» Objective
Reproduce the lines below from the one that contains "Where can you spot the woman's arm?" through the end, inclusive, and add nothing.

>> BEGIN Data supplied

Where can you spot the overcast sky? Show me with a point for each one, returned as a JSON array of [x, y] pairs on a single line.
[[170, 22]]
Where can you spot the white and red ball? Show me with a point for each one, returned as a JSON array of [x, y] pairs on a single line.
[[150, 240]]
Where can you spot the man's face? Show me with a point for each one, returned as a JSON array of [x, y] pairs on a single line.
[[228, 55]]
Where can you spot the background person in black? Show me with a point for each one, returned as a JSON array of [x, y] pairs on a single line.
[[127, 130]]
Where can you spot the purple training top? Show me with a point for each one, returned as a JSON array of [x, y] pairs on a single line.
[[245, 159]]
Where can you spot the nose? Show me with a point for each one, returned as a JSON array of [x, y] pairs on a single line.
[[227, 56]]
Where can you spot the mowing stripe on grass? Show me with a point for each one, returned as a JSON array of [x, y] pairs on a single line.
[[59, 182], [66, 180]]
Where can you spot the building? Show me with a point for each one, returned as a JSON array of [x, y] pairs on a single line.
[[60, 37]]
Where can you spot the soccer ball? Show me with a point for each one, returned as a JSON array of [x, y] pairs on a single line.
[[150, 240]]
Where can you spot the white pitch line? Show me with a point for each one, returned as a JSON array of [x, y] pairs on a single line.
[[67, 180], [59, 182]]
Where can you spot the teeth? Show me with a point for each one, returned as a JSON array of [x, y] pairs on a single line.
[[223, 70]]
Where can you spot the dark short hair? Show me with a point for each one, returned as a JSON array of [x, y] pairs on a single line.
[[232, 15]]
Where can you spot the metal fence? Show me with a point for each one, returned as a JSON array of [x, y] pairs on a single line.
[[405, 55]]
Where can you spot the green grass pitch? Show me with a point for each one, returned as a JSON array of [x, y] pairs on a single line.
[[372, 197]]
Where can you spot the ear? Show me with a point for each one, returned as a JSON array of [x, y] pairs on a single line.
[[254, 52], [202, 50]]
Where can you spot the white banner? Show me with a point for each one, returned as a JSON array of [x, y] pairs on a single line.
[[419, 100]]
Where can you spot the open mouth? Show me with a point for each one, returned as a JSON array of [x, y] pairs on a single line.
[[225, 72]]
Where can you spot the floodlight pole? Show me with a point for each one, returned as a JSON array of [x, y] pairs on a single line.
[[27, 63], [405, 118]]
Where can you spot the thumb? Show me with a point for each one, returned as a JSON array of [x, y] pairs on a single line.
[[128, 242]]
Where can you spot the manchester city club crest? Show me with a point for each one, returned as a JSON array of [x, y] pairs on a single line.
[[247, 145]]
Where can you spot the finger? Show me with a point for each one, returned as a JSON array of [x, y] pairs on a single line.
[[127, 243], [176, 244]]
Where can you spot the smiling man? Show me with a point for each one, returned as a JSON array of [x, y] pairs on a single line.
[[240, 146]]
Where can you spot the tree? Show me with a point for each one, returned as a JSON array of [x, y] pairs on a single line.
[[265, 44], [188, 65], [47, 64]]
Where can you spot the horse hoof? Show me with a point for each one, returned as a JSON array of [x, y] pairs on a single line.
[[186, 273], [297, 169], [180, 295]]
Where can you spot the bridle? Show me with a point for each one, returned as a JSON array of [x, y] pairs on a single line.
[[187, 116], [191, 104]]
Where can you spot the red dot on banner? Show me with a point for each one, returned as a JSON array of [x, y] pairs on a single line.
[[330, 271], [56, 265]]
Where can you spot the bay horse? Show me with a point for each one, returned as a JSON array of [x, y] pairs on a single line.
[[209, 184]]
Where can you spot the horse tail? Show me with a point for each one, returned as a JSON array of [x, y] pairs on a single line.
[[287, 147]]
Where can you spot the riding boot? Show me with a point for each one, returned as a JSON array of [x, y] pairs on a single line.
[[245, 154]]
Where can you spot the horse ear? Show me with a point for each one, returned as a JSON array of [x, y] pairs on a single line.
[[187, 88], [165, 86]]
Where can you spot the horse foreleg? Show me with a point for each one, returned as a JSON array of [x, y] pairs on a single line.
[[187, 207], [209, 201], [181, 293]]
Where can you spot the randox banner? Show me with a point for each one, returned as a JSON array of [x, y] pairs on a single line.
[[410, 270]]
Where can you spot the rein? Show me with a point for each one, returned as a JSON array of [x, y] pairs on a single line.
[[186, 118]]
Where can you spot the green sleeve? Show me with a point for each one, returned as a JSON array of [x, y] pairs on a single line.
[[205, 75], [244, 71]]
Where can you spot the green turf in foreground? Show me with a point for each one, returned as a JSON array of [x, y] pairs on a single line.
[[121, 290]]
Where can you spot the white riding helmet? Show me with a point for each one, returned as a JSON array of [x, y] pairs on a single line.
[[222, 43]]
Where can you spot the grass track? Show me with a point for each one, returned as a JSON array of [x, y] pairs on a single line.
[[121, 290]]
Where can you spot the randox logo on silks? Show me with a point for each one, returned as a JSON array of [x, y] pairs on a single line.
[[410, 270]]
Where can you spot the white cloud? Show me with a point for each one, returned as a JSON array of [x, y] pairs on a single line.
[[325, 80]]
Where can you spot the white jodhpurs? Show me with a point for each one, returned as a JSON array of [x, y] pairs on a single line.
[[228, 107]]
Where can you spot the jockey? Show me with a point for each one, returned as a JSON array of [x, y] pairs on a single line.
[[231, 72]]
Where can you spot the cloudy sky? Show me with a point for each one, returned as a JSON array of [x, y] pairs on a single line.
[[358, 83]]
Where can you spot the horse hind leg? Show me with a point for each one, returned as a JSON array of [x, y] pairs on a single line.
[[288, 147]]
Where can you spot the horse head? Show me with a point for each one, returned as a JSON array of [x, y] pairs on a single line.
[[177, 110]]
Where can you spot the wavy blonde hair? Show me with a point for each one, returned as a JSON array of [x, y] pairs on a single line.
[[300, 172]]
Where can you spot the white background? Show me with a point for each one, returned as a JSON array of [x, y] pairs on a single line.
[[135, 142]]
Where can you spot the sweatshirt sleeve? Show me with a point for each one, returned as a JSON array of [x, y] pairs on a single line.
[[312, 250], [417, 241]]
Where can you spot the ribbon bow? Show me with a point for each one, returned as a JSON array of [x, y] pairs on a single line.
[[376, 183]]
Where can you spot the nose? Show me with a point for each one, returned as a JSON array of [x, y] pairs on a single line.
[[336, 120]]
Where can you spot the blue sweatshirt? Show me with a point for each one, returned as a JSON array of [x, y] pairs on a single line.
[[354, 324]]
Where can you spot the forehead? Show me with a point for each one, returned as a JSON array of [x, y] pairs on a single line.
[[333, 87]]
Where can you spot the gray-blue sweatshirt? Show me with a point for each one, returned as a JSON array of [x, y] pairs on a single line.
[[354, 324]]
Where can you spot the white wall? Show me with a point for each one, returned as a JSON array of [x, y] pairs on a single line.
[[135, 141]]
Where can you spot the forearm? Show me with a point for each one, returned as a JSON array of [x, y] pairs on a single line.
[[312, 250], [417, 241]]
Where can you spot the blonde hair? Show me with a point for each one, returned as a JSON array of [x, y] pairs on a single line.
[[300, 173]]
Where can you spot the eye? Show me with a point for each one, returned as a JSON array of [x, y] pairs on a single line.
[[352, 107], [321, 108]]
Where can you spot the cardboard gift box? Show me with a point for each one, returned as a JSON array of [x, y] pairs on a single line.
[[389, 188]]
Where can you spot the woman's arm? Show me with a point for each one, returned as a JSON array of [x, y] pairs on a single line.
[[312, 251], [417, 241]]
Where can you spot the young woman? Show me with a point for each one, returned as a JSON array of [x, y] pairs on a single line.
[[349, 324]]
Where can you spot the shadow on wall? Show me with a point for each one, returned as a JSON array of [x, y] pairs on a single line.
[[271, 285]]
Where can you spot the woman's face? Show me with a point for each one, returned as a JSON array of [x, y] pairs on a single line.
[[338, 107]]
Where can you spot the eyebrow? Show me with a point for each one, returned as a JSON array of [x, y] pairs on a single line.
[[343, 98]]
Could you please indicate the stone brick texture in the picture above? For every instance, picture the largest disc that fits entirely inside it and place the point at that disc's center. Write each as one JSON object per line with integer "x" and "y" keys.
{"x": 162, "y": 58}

>> END Data supplied

» Full solution
Where can you spot the woman's arm? Show me with a point for each one, returned as a JSON array of [x, y] pairs on a single line.
[[312, 251], [417, 241]]
Where can you spot the young woman? Show me with a point for each one, returned as a JSON array of [x, y] pairs on a single line.
[[349, 324]]
Where can you spot the shadow on wall? Show me with a point for each one, returned as a JSON array of [x, y] pairs on a single line.
[[271, 285]]
Where can you spot the woman's face? Show me with a point for each one, returned as a JSON array of [x, y] pairs on a single line.
[[338, 107]]
Where can you spot the eyebrow? Show me with a point for each one, returned as a JSON array of [x, y] pairs on a single line.
[[343, 98]]
Could you please indicate the stone brick texture in the picture above? For every instance, picture the largest disc that fits entirely inside it and place the point at that disc's center. Write each as one JSON object per line with integer "x" and "y" keys.
{"x": 162, "y": 58}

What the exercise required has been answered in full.